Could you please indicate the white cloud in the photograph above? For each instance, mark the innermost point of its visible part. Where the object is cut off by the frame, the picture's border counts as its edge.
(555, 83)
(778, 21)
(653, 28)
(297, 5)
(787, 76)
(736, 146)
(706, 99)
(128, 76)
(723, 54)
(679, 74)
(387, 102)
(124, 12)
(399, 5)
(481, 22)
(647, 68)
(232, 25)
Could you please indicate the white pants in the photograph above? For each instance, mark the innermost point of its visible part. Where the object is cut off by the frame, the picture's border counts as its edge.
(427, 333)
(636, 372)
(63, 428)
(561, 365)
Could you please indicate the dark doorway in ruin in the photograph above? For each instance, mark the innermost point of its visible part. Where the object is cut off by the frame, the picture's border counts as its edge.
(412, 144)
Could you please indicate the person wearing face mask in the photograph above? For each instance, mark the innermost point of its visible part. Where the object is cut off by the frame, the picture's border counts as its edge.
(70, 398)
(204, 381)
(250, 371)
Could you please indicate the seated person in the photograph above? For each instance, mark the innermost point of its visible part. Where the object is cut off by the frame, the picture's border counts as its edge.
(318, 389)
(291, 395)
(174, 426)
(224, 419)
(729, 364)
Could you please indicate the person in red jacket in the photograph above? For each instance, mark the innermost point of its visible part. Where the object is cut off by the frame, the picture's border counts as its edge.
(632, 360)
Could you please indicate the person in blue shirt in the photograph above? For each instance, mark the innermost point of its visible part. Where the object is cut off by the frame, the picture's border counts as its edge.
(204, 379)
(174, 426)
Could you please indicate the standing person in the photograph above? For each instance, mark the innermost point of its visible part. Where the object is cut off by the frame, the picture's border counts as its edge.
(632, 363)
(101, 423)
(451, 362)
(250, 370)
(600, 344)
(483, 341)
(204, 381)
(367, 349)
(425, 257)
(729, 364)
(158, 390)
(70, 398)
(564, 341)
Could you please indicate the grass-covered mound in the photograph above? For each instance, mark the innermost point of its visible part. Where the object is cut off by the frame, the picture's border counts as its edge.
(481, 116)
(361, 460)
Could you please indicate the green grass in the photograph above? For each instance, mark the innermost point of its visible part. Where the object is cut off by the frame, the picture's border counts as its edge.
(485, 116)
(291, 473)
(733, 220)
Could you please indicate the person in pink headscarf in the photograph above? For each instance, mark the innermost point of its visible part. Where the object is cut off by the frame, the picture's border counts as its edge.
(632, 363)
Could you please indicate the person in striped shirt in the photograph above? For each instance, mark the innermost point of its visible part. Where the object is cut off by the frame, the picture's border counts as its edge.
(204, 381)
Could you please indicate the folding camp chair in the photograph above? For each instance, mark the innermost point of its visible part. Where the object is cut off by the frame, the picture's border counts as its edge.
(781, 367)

•••

#### Directions for this task:
Rewrite all of the records above with "indicate" replaced by "point out" wherever it occurs, keeping everything else unchanged.

#### Problem solution:
Could you please point out the white cloud in the photograph above? For each instance, mark the innermost point of its visible part. Where the object is cut off by the frame, the picture's border counts as its edge.
(555, 83)
(778, 21)
(653, 28)
(297, 5)
(787, 76)
(736, 146)
(706, 99)
(128, 76)
(723, 54)
(679, 74)
(387, 102)
(124, 12)
(399, 5)
(481, 22)
(647, 68)
(232, 25)
Could you please point out the white pants in the photograph above? For each instance, mark the innermost point of its visible part. Where the object is cut off by the frame, the picture's border counts as its edge.
(427, 333)
(636, 372)
(63, 428)
(561, 365)
Could you please point out the dark doorway in ruin in the photograph above? For each instance, mark the innermost point of its visible part. Where the object is cut off by the frame, the picture's border counts as its edge.
(412, 144)
Could you please point out the person wearing face mask in the photograph above? For each instance, mark the innermost point of its visible part. Where the object is cut off by the frame, the picture's border counts as its edge.
(70, 398)
(204, 381)
(250, 371)
Could you please point out the seated person in the photograph above? For each instance, mark the innermost point of its visible part. Where the object is cut off by the frame, the picture's border counts as its edge.
(318, 389)
(291, 395)
(174, 426)
(224, 419)
(729, 364)
Could you please point out the person in red jacket in the photograph above? For each instance, mark the innermost point of its visible part. Where the object is cut off by the frame, the picture's border counts as its edge.
(632, 360)
Could you please point out the person in blue shirt in the photograph above? For each instance, mark the innermost point of its visible part. Where the object is cut off by the frame, the picture's border counts as its edge.
(204, 379)
(174, 426)
Could you please point out the standing person in the photograph above? For each instance, mark the innermost point of its visible part. Where the object is cut off by the frame, the picture's border counts as its edge.
(632, 363)
(101, 423)
(451, 362)
(250, 370)
(600, 344)
(483, 341)
(204, 381)
(367, 349)
(425, 257)
(729, 364)
(158, 390)
(70, 398)
(564, 341)
Could you please point out the grass-covered mound in the photograph above? For each instance, mark the innermost point of its visible part. Where the object is cut off by the frame, the picture's border counts as its edge.
(481, 116)
(361, 460)
Could you please point out the green grass in the photograph above? For each instance, mark the innermost point of its visible part. Where the object is cut off by the frame, the picture's border counts as its edge.
(485, 116)
(291, 473)
(733, 220)
Could you please point out the person in pink headscarf in the photograph above? For each instance, mark the innermost point of its visible part. Where the object is cut off by the frame, the picture's border counts as its edge.
(632, 363)
Could you please point out the person in striped shirt in the photograph above? For each instance, mark the innermost point of its visible part. Where the object is cut off by the frame, the picture's border counts as its edge.
(204, 381)
Could you please point out the folding camp chair in the photograph above? For each instance, mark the innermost point of its visible part. Where the object is cut off by the frame, the picture's border counts as its edge.
(781, 367)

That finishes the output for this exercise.